Stored entries
<<<<

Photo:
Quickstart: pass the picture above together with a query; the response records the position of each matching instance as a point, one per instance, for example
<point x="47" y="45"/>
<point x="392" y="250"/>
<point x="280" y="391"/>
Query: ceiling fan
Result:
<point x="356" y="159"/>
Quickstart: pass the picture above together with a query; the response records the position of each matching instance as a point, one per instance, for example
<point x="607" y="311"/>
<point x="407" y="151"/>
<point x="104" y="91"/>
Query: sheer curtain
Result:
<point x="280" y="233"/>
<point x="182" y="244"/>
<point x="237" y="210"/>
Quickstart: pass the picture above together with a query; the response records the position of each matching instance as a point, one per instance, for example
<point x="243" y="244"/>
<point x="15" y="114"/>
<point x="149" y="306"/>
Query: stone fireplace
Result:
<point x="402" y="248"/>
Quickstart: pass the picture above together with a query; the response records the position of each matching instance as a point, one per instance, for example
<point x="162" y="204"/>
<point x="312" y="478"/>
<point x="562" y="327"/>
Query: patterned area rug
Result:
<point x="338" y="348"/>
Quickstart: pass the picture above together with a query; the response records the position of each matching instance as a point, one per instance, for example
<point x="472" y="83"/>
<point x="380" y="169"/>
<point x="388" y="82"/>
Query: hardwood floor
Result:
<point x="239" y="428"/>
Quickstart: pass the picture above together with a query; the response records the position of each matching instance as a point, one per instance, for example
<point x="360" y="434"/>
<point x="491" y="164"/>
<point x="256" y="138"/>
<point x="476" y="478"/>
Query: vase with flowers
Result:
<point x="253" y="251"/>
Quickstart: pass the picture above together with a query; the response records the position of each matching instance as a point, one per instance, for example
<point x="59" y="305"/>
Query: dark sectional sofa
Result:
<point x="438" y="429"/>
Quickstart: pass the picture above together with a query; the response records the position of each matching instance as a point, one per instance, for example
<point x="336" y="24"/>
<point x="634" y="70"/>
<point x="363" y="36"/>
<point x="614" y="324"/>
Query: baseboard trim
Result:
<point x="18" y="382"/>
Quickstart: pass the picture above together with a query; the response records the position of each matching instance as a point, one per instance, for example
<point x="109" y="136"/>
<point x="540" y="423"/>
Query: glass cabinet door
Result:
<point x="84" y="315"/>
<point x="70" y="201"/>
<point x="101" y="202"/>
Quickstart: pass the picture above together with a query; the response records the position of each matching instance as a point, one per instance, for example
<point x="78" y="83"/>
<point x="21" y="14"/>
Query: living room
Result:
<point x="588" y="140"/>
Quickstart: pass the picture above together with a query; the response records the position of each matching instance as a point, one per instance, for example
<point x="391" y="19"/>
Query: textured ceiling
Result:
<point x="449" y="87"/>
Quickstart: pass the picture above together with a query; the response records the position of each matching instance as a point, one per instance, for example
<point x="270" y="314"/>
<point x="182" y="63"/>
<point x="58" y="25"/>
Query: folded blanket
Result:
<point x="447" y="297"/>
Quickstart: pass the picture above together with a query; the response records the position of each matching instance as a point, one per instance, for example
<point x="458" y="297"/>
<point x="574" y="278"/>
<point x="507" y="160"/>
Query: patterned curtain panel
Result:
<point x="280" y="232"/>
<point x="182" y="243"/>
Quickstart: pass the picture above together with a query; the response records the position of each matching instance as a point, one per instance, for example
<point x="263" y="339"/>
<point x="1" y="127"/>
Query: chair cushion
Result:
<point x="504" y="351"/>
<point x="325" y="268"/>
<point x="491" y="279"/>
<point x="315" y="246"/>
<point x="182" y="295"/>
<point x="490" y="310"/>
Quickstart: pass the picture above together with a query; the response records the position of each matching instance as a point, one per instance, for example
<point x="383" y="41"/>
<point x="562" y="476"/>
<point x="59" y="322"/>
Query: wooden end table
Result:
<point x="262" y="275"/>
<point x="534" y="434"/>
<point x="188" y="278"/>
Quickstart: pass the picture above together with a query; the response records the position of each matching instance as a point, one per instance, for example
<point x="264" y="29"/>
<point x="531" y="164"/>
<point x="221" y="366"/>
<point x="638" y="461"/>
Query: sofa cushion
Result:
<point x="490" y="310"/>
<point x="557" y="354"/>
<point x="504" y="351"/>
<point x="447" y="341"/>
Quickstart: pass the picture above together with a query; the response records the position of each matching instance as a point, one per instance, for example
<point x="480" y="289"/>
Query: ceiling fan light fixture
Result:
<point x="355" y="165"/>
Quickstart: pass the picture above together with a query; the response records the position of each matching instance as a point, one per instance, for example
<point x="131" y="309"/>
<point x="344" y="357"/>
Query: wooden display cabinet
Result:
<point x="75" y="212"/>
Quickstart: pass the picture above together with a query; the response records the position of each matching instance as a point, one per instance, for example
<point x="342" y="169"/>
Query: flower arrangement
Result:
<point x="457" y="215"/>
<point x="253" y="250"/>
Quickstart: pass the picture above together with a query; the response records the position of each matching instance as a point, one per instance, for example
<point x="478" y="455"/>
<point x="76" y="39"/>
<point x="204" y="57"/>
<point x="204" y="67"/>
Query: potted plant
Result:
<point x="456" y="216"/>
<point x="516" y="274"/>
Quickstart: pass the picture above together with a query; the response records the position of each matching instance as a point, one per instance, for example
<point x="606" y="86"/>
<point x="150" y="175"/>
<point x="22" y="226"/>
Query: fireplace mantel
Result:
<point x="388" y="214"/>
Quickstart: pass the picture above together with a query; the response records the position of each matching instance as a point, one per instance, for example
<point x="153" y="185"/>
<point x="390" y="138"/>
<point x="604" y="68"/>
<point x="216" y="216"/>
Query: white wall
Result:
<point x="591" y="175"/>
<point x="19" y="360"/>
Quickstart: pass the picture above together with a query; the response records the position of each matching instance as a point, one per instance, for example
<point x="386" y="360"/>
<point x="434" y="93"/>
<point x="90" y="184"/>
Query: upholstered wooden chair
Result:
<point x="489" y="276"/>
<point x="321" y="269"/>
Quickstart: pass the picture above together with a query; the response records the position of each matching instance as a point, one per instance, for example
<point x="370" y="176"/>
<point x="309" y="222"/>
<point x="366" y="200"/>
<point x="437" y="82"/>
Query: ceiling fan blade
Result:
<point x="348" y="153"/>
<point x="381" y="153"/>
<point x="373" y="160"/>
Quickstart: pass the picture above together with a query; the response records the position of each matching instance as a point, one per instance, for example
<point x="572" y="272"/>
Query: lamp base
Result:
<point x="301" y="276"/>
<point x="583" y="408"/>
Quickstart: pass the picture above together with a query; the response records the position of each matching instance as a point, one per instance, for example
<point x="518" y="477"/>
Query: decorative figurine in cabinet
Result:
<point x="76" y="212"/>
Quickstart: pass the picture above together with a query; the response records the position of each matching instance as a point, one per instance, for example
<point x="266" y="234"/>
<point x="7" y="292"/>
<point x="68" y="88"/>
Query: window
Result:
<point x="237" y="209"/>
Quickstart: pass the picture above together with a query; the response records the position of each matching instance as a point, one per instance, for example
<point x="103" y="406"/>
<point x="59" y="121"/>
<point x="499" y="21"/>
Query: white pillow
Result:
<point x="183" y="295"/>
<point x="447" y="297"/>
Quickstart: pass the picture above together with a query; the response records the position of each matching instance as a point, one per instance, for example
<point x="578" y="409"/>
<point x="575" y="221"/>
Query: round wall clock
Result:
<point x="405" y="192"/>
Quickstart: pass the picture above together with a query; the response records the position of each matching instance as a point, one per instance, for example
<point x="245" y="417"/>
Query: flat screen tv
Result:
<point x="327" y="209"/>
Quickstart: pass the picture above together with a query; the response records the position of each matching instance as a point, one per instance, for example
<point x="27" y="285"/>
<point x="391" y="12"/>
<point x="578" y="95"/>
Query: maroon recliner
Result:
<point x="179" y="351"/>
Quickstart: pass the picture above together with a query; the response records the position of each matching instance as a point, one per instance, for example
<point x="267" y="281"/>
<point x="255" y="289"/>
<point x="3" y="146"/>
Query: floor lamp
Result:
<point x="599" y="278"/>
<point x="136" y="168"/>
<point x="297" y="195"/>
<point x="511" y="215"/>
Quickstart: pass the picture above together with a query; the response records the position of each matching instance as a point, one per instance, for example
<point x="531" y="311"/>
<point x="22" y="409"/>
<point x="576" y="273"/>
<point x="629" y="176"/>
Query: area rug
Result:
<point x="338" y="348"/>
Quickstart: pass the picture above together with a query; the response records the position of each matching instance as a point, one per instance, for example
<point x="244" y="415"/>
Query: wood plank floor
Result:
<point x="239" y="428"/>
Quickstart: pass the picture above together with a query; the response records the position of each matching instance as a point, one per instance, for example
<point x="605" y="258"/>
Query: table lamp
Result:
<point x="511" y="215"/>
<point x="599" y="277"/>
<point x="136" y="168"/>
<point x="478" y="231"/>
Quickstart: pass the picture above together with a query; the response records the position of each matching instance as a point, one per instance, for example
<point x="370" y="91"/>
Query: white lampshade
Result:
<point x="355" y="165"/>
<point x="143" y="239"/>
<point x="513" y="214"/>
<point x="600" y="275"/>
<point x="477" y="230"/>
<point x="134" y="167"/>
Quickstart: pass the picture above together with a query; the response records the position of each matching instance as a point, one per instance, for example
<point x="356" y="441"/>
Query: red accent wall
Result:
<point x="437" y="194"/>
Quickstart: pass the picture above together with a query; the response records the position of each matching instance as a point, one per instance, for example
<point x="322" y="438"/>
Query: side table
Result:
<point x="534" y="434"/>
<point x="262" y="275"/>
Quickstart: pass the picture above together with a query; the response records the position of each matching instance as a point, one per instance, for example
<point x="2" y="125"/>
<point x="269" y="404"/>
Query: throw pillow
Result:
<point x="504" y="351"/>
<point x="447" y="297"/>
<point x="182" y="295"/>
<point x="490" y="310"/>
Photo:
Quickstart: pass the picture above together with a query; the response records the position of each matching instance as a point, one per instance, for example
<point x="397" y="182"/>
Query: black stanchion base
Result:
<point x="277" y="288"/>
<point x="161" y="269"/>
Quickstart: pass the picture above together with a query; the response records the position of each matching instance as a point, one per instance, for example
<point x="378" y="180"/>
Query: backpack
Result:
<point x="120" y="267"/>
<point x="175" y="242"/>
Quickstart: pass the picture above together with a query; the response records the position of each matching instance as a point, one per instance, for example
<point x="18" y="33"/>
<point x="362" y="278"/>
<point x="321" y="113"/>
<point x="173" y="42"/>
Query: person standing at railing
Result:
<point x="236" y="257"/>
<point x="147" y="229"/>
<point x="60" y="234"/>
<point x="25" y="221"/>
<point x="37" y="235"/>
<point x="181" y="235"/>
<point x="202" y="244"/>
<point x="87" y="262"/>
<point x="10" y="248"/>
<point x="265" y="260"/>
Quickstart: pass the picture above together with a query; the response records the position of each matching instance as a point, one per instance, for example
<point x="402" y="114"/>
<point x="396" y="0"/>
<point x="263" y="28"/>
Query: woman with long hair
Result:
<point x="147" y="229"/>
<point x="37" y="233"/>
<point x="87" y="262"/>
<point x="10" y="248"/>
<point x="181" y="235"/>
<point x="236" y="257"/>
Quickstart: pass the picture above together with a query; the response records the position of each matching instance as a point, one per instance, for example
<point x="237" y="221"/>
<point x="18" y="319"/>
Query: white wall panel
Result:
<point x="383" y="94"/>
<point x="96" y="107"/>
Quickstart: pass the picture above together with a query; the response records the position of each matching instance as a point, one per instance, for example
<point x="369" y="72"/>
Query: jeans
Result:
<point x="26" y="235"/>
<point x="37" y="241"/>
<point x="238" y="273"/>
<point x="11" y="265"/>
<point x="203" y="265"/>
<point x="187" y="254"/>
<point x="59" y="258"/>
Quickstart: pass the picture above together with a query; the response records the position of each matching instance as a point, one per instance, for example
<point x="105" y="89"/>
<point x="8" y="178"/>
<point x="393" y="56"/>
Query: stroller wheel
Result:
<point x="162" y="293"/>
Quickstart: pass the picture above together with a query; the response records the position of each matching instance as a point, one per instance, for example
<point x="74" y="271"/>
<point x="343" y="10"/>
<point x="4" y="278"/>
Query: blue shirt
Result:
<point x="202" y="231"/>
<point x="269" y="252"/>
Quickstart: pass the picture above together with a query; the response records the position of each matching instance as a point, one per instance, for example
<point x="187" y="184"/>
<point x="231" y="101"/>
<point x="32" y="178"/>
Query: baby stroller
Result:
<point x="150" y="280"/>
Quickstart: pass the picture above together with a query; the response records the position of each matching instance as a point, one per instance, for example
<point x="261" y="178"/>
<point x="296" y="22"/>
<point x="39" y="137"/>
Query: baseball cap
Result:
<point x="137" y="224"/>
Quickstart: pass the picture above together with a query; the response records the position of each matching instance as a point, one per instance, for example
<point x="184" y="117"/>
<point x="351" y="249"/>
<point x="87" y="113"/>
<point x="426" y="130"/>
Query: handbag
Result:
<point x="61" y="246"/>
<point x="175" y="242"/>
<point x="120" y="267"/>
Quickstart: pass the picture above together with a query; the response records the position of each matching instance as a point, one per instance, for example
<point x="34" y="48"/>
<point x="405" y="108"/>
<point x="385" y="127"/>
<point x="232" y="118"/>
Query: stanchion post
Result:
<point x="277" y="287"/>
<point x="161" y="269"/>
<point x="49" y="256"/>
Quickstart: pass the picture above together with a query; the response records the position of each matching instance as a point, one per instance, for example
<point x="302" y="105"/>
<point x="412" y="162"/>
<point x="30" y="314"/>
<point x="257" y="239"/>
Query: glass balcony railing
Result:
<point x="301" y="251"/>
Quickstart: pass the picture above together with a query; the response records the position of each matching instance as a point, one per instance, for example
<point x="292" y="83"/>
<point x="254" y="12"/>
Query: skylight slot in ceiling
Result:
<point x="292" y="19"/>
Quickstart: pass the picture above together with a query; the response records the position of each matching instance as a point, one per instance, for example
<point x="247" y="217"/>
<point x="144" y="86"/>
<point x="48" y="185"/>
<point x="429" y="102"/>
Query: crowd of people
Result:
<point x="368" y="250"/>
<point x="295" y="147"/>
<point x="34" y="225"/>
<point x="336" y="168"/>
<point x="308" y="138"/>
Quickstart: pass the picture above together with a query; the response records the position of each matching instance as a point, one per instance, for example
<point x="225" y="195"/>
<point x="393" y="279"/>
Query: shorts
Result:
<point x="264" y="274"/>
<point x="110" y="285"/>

>>>>

Please return each line above that contains the word "panel", copying every such line in full.

Query: patterned curtain panel
Query: white wall panel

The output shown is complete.